[Begin EXTRACTED ENTRIES]
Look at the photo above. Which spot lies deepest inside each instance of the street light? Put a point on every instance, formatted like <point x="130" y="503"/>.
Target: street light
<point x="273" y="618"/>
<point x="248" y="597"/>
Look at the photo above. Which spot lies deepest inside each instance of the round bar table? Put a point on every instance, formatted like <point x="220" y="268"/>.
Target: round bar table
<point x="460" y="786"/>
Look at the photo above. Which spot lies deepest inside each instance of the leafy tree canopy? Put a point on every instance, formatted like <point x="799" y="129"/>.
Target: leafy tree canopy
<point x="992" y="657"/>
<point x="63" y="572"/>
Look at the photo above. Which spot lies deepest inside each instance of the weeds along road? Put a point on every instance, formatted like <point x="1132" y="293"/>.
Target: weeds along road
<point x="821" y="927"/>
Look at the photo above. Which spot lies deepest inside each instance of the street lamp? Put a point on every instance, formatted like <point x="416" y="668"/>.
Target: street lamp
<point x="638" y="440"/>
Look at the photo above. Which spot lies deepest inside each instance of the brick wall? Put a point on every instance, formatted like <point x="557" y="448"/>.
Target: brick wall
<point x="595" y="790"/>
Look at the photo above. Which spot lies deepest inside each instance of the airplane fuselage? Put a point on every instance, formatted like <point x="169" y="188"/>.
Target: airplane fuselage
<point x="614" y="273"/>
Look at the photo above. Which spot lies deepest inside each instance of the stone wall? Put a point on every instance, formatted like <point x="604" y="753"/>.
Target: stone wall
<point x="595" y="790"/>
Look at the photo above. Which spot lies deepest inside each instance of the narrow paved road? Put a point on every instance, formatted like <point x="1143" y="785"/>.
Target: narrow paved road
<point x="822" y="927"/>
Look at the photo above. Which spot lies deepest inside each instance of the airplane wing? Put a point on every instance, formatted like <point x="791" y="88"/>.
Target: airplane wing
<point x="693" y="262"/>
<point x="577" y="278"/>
[End EXTRACTED ENTRIES]
AIM:
Please update the entries above so that every "deepest" becomes "most central", keeping everything else unchanged.

EXERCISE RESULT:
Look at the photo above. Which spot lies most central inside each instance of the street light? Put a point on every instance, formatted like <point x="130" y="503"/>.
Target: street light
<point x="273" y="618"/>
<point x="248" y="597"/>
Look at the photo above. Which spot lies most central inside each instance of the round bar table? Put a point on every instance, formatted like <point x="220" y="268"/>.
Target: round bar table
<point x="460" y="786"/>
Look at the photo above. Which spot lies most central inside each instance of the leafy tree canopy? Put a point on every instance, formatted like <point x="799" y="129"/>.
Target: leafy tree canopy
<point x="992" y="657"/>
<point x="63" y="572"/>
Look at the photo above. Which spot lies most central inside each instance of the weeds along road? Put a point on every instance, formatted like <point x="1132" y="293"/>.
Target: weeds along road
<point x="821" y="927"/>
Look at the photo above. Which spot lies most central inside each instance of the street lamp? Put a point on every instance, formatted like <point x="416" y="668"/>.
Target: street lamp
<point x="638" y="440"/>
Look at the photo above. Which spot lies most central inside each instance of the brick wall? Put a point on every instance, formatted like <point x="557" y="448"/>.
Target: brick wall
<point x="595" y="790"/>
Look at the photo above. Which spot lies most central inside each instance of the airplane fuselage? Put a point on every instance, formatted like <point x="169" y="188"/>.
Target: airplane fuselage
<point x="614" y="273"/>
Look at the photo above. Which spot lies most central inside each instance of the stone wall? Put a point on every instance, formatted like <point x="604" y="753"/>.
Target: stone wall
<point x="595" y="790"/>
Look at the photo above. Which spot lies most central inside each instance of the narrow paved road? Put a point on every instance, formatted like <point x="1143" y="785"/>.
Target: narrow paved road
<point x="822" y="927"/>
Look at the photo above. Which spot lies most central inside each instance of the airplane wing? Put a point on every instance, formatted like <point x="791" y="88"/>.
Target: airplane wing
<point x="693" y="262"/>
<point x="577" y="278"/>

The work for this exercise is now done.